● **STORED DATA**:
■ ■ ■ ■ ■ ■ ■

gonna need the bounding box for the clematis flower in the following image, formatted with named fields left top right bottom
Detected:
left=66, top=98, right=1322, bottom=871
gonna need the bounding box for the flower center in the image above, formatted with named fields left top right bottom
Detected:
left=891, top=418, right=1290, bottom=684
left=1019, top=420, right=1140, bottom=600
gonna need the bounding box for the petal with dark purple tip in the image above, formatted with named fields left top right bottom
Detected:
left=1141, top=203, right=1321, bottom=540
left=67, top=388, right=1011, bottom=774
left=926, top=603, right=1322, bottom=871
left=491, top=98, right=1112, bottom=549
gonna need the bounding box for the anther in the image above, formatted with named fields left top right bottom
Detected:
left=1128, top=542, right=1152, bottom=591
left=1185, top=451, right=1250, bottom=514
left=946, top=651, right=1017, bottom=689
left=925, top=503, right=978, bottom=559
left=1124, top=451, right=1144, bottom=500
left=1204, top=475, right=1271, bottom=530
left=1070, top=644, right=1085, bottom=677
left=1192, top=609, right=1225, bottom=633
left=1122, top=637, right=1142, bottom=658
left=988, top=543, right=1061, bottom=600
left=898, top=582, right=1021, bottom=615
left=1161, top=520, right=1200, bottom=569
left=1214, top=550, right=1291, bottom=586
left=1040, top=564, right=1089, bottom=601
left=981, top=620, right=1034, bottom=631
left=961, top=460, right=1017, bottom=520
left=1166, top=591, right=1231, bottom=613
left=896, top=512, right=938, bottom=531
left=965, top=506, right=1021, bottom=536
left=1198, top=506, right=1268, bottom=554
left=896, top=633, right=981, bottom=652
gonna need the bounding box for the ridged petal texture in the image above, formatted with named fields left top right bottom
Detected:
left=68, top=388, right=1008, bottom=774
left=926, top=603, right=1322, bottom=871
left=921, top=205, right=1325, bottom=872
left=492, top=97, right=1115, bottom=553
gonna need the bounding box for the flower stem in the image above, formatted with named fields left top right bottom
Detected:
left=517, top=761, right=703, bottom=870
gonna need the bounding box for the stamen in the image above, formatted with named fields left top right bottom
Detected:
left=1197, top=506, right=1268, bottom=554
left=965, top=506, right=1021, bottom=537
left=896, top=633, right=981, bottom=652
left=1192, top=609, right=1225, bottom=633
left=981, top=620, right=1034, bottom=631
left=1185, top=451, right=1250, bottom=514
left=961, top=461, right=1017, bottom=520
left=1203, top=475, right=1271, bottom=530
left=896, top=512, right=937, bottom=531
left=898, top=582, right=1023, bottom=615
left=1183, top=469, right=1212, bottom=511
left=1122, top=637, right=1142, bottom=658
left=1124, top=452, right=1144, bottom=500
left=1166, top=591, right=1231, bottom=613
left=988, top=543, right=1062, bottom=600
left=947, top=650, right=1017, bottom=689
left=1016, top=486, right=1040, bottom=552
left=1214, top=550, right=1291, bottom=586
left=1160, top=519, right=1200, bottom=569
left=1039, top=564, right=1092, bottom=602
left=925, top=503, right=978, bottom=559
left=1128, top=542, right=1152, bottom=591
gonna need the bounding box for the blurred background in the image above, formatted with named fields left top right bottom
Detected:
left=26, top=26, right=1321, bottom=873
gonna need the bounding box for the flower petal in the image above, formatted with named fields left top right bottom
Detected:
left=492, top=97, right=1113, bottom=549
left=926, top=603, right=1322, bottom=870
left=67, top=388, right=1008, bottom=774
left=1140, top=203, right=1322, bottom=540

■ ■ ■ ■ ■ ■ ■

● **EXERCISE AIM**:
Please output the listing above exactly, every line included.

● **RESPONSE AREA**:
gonna need the bounding box for the clematis flower in the following image, formatted with named fields left top right bottom
Detected:
left=66, top=98, right=1322, bottom=871
gonna need the bounding box for the flower center in the image above, formatted with named fields left top right bottom
Detected:
left=891, top=418, right=1290, bottom=684
left=1019, top=420, right=1140, bottom=600
gonna need the bounding box for the petal with dark purple tip in the image above, formatted with named fields left top right bottom
Detected:
left=1141, top=203, right=1321, bottom=540
left=67, top=388, right=1011, bottom=774
left=926, top=603, right=1322, bottom=871
left=491, top=98, right=1112, bottom=549
gonna need the bounding box for the anther in the image above, formatted with named fields left top right bottom
Detected:
left=1128, top=542, right=1152, bottom=591
left=1185, top=451, right=1250, bottom=514
left=946, top=651, right=1017, bottom=689
left=925, top=503, right=978, bottom=559
left=1124, top=451, right=1144, bottom=500
left=1204, top=475, right=1271, bottom=530
left=1070, top=644, right=1085, bottom=677
left=1192, top=609, right=1225, bottom=633
left=1122, top=637, right=1142, bottom=658
left=988, top=543, right=1061, bottom=600
left=898, top=582, right=1021, bottom=615
left=1161, top=520, right=1200, bottom=569
left=1214, top=550, right=1291, bottom=586
left=1040, top=564, right=1089, bottom=601
left=981, top=620, right=1034, bottom=631
left=961, top=460, right=1017, bottom=520
left=1166, top=591, right=1231, bottom=613
left=896, top=512, right=938, bottom=531
left=965, top=506, right=1021, bottom=536
left=1198, top=506, right=1268, bottom=554
left=896, top=633, right=981, bottom=652
gonna need the bounding box for the ridged petal texture in the image above, formatted with named fields left top right bottom
Detected:
left=68, top=388, right=1008, bottom=774
left=926, top=603, right=1322, bottom=871
left=921, top=205, right=1325, bottom=872
left=492, top=97, right=1115, bottom=553
gonna need the bounding box for the flower stem in the image above, formatted with named fields left top right bottom
Detected:
left=517, top=761, right=703, bottom=870
gonna need the bounding box for the stamen in the image above, formatted with named fields left top right bottom
Detected:
left=1197, top=506, right=1268, bottom=554
left=965, top=506, right=1021, bottom=537
left=896, top=633, right=981, bottom=652
left=1192, top=609, right=1225, bottom=633
left=981, top=620, right=1034, bottom=631
left=1185, top=451, right=1250, bottom=514
left=961, top=461, right=1017, bottom=520
left=1203, top=475, right=1271, bottom=530
left=896, top=512, right=937, bottom=531
left=898, top=582, right=1023, bottom=615
left=1183, top=469, right=1212, bottom=511
left=1122, top=637, right=1142, bottom=658
left=1124, top=452, right=1144, bottom=500
left=1166, top=591, right=1231, bottom=613
left=988, top=543, right=1062, bottom=600
left=947, top=650, right=1017, bottom=689
left=1016, top=486, right=1040, bottom=552
left=1214, top=550, right=1291, bottom=586
left=1160, top=519, right=1200, bottom=569
left=1039, top=564, right=1092, bottom=602
left=925, top=503, right=978, bottom=559
left=1128, top=542, right=1152, bottom=591
gonna need the bounding box for the blurred background in the image above, formatted with named fields left top right bottom
Detected:
left=26, top=26, right=1321, bottom=873
gonna need the bounding box for the flower petal in the image above, formatted with named fields left top right bottom
Detected:
left=492, top=97, right=1113, bottom=549
left=926, top=603, right=1322, bottom=870
left=67, top=388, right=1008, bottom=774
left=1140, top=203, right=1322, bottom=540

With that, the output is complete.